=== Page excerpt ===
·····
If I had to make my list of the top 10 problems people have with starting a program, finding time for exercise would definitely be at the top of it. But here's the thing: if you're looking to find some spare time when you can fit exercise in, forget about it. We're living in the early part of the 21st century. No one has spare time. It's like "spare money." You can choose to budget money and time any way you want, but none of it is extra, none of it is spare.
Time is the great equalizer. The poorest person on the planet and the richest have exactly the same amount of it, 24 hours per day. No more, no less. So let's forget about finding extra time. (Where are you going to find it, under a rock?) Instead, let's talk about developing a budget. Let's talk about creating our life the way we want it to be.
As a writer, I'm always fascinated with what the writing process is like for other writers. Writing is right up there with exercise in the procrastination sweepstakes. There are thousands of failed writers all over the place who are sure that the only reason they're not successful is that they "couldn't find time," or didn't have the right computer, or the right quiet room, or because they had too many other responsibilities. But successful writers-like successful exercisers-don't have any more minutes in the day than unsuccessful writers. My favorite writing story is the one about the lawyer who wrote a novel in the wee hours of the morning before proceeding to go to work, where he put in a 60-hour week while supporting a family with three small children. It took him three years to complete the novel. The novel was A Time to Kill and the lawyer was John Grisham.
Oh, and did I mention the almost destitute young housewife with a young child and a burning desire to write no matter what? She'd sit in coffee shops and write by longhand while the baby would nap. Did it for a long time, by the way, with little support from the university. Her name is J.K. Rowling. Maybe you know her. She wrote the Harry Potter books.
So let's dispel this notion of "I can't find the time." Of course you can't. Neither can I. The problem is not one of time, it's one of habit development. It's about taking something that you're not used to doing-exercise-and turning it into something that you're not used to doing without. Work on the plan for habit acquisition and believe me, time will take care of itself.
So how do you build a habit?
Suppose you're playing catch with a little kid. A real little kid, one who can barely get her hands around the ball and is just learning to throw. What do you do? Do you throw the ball as hard and as fast as you can? Of course you don't because it would be impossible for her to catch it and she would get completely frustrated and give up. Sometime watch a father teaching his kid to hit a baseball. How does he pitch those first balls? Easy and gently. Underhand.
Now why do you do it like that?
Because you want the child to develop her skill. Because the one thing you don't want is for her to feel defeated. Because you don't want her to be frustrated. Because skill building has to start slowly, a little at a time. When she gets good at catching the ball with an easy throw, when he gets good at hitting the ball with an easy pitch, then you make it marginally harder. You keep the challenge level just slightly above the skill level, so that the skill can grow organically, step by step and the learner is always reinforced positively with a feeling of accomplishment.
And why, at the risk of repeating the obvious, do we do it this way?
Well, if I can be blunt, because no one likes to do what they suck at. If you keep having an unsuccessful experience with something, you just stop doing it. It's not fun to fail. And that's what most people have done with their exercise programs. They cut off a big chunk right at the beginning they can't chew it and they spit it out. And they stop.
And blame it on not having enough time.
·····
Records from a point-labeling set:
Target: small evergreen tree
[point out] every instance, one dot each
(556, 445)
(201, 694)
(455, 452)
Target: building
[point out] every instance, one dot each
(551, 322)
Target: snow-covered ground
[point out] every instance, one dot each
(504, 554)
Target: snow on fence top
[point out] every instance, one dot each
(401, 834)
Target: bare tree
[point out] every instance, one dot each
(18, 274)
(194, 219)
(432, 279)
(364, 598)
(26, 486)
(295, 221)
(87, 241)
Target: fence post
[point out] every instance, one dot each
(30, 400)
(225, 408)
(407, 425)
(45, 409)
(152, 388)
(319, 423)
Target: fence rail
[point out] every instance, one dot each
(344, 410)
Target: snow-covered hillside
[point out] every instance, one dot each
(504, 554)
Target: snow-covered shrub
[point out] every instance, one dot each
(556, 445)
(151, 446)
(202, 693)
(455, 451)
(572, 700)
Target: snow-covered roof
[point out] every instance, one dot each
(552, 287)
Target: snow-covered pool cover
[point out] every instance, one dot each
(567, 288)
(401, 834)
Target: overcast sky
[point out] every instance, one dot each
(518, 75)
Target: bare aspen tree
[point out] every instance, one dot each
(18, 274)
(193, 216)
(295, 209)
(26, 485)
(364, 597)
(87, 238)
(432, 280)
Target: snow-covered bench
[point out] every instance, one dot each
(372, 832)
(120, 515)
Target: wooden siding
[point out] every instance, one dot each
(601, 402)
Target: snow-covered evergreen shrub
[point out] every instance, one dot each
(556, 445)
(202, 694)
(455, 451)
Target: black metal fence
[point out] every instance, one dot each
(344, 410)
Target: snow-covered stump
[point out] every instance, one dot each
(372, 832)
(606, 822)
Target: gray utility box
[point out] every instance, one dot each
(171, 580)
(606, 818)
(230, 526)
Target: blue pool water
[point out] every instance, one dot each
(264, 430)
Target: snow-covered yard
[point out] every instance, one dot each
·····
=== The exercise ===
Output the passage about finding time for exercise word for word from "As a writer, I'm" to "was John Grisham.". The lines have no connection to the passage about finding time for exercise.

=== Finished task ===
As a writer, I'm always fascinated with what the writing process is like for other writers. Writing is right up there with exercise in the procrastination sweepstakes. There are thousands of failed writers all over the place who are sure that the only reason they're not successful is that they "couldn't find time," or didn't have the right computer, or the right quiet room, or because they had too many other responsibilities. But successful writers-like successful exercisers-don't have any more minutes in the day than unsuccessful writers. My favorite writing story is the one about the lawyer who wrote a novel in the wee hours of the morning before proceeding to go to work, where he put in a 60-hour week while supporting a family with three small children. It took him three years to complete the novel. The novel was A Time to Kill and the lawyer was John Grisham.